GIVEN TEXT:

>> begin

Month-to-Month Special: What’s Up with Money Shame?
Whether your paycheque is high, low or right in the middle, many of us feel sheepish about what we earn. An expert tells us why.
August 29, 2017
We first started profiling regular Vancouverites for our Month-to-Month series as a way to lift money talk out of hushed, private conversations and into the bright social world. In a city where affordability dominates every facet of life, the series is a snapshot of real life for real people—something we hope helps our readers put their lives, and finances, in perspective. Month-to-Month is a fan favourite. It nearly always ranks as the top story on our site, but wow, is it ever hard to find brave souls willing to open up about their financial reality. The reason? Money shame.
In the time that I’ve been writing this column I’ve done everything I can to make it easy to participate. I’ve created an online sign up process, shamelessly reposted my call out on social media, asked everyone I know if they’re game to participate, or to ask their friends on my behalf. I’ve had fewer than 10 people step up to the plate. Two people pulled out of the process early on after their spouse objected to them being public about their low income. Another two people scheduled interviews with me, and pulled out last minute, one citing that she wasn’t ready to tell people how little she earns.
Ironically, it’s the high earners who get skewered online. People were offended when we profiled a couple who each work 50-plus hours per week, and collectively earn $150,000 a year, which, in a city with an exorbitant cost of living, really isn’t all that much—especially if you’re raising a kid. They were judged, harshly, for not saving enough and spending too much. Similarly, a lawyer who earns $110,000 a year (that’s normal, if not low for a lawyer) was mocked because she had essentially inherited a home, and didn’t pay rent.
That kind of response likely explains why high income earners are also reluctant to tell us about their income and spending. It’s as if there’s a certain shame in doing well in a city where many people struggle.
Meanwhile, our low income earners get sympathy, as if scraping by is morally superior. Obviously I’m glad they aren’t roasted. Being poor often means necessities get sacrificed. I’ve seen it up close, and it’s not fun. But all of this has given me some insight into how we value and interpret money in Vancouver. My general sense is that it’s desirable, but seen as morally reprehensible to be wealthy. And shameful, but morally superior to be low income (even though many people who consider themselves “low income” are actually closer to median earners). It’s a pretty stark difference to cities like Calgary or Toronto, where making big bucks and keeping up with the Joneses is part of the culture and money shame takes on a whole different tone.
I wanted to figure out why it’s so hard for us to talk about money. So I reached out to Hiro Boga, a writer and business mentor who counsels people on their relationship with money to get her take on why it’s so hard for us to open up about what we earn and where it goes.
The Social System of Money
The backbone of money shame, says Boga, is that many people think their financial situation is a direct result of their actions.

>> end

COLLECTED DATA:
>> begin

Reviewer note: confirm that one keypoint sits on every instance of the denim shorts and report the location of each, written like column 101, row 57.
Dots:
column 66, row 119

>> end

TO BE DONE:
(1) Reproduce the passage of the money shame article between "Month-to-Month Special: What’s" and "reason? Money shame.", inclusive.
(2) In the money shame article, whom did the writer contact to learn why talking about money is so hard?
(3) Continue the money shame article from its last sentence.

RESULTS OF THE EXERCISE:
(1)
Month-to-Month Special: What’s Up with Money Shame?
Whether your paycheque is high, low or right in the middle, many of us feel sheepish about what we earn. An expert tells us why.
August 29, 2017
We first started profiling regular Vancouverites for our Month-to-Month series as a way to lift money talk out of hushed, private conversations and into the bright social world. In a city where affordability dominates every facet of life, the series is a snapshot of real life for real people—something we hope helps our readers put their lives, and finances, in perspective. Month-to-Month is a fan favourite. It nearly always ranks as the top story on our site, but wow, is it ever hard to find brave souls willing to open up about their financial reality. The reason? Money shame.

(2) Hiro Boga, a writer and business mentor who counsels people on their relationship with money.

(3)
“Part of the shame around money, and the identification [of] money [with] status and worth comes from believing that your relationship with money is a direct result of what you single handedly do,” she says. “The reality is that we’re all operating within multiple [economic and social] systems that govern and regulate the flow of money…that determine who has a leg up on that ladder and who doesn’t. What pathways are available to people to increase their wealth, what systemic causes exist that [make] poverty multigenerational in nature.”
I agree. Class is definitely a determining factor in our financial realities.
Although Boga recognizes that how much a person is willing to work can influence how much money they have, she says it’s not the be all and end all. That rings true for me, a middle class millennial Vancouverite. According to a 2015 study, the average millennial household of two people (25 to 34 years old) earned $72,291, the second lowest of any city in the country. Nonetheless, Vancouver surpassed Toronto this year to become the most expensive place to live in Canada.
Taking a look around at luxury shops and multimillion dollar homes in Vancouver, we see myriad ways in which money is used a status symbol. But money, especially in today’s world is also a marker of personal safety, says Boga.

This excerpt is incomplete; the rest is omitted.